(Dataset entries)

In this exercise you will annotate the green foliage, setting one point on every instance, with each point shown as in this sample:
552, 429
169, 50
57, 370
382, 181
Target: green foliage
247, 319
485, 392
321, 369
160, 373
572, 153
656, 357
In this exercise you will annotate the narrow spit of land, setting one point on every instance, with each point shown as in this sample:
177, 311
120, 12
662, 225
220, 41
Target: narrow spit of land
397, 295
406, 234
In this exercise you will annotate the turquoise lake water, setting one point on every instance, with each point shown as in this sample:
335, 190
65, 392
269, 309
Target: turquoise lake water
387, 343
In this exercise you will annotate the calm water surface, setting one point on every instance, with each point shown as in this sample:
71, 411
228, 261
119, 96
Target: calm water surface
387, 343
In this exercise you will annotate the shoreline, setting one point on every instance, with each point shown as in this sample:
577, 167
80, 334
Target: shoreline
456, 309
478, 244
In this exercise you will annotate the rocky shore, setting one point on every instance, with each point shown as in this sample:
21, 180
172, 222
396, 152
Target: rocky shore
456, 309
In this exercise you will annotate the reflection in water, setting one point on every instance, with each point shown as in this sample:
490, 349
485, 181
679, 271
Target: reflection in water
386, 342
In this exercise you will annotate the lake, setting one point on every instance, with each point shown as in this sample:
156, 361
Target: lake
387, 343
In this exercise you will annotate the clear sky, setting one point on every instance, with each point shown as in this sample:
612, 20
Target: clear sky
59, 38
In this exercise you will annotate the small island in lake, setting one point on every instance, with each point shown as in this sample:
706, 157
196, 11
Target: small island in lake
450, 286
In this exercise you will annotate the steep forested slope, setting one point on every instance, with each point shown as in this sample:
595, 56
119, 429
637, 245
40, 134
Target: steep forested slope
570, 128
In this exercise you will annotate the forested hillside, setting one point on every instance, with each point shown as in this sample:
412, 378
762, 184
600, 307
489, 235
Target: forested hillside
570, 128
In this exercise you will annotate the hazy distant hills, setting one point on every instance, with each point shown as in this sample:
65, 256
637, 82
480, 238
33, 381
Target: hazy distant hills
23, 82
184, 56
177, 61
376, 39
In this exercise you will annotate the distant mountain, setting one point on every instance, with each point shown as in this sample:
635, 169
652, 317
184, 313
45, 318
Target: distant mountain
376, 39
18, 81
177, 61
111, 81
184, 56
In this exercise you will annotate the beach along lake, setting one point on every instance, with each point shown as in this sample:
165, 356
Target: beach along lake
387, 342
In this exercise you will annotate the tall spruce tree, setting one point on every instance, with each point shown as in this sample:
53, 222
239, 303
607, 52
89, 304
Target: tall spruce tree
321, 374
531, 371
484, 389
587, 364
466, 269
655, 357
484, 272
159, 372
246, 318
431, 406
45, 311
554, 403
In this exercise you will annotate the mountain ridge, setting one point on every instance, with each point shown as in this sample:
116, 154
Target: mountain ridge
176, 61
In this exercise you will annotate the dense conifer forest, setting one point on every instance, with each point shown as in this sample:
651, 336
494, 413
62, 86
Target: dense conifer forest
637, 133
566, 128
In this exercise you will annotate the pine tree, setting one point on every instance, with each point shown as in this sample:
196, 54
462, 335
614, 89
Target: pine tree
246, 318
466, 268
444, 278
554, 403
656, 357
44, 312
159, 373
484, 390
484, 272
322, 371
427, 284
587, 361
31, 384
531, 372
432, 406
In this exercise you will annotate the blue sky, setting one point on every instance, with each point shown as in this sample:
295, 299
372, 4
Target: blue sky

---

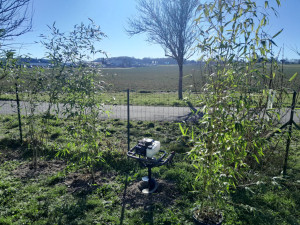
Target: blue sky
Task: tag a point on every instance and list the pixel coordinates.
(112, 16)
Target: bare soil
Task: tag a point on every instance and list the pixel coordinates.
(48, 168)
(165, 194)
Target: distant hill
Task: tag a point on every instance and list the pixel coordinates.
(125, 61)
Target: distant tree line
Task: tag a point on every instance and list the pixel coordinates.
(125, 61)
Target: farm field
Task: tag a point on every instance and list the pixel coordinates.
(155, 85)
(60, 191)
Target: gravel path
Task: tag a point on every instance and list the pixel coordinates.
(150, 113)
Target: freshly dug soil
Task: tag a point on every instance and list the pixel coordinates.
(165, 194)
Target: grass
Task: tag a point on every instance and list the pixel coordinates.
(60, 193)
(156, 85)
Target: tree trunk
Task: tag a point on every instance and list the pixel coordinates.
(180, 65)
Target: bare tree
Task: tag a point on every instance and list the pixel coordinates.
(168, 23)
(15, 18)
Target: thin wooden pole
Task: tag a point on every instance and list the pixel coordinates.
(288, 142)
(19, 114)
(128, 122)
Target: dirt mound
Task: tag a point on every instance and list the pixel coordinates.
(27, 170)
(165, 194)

** What you need to do **
Return all lines in the data that include the word "soil".

** Result of this exercise **
Target: bare soil
Target: freshly dug soil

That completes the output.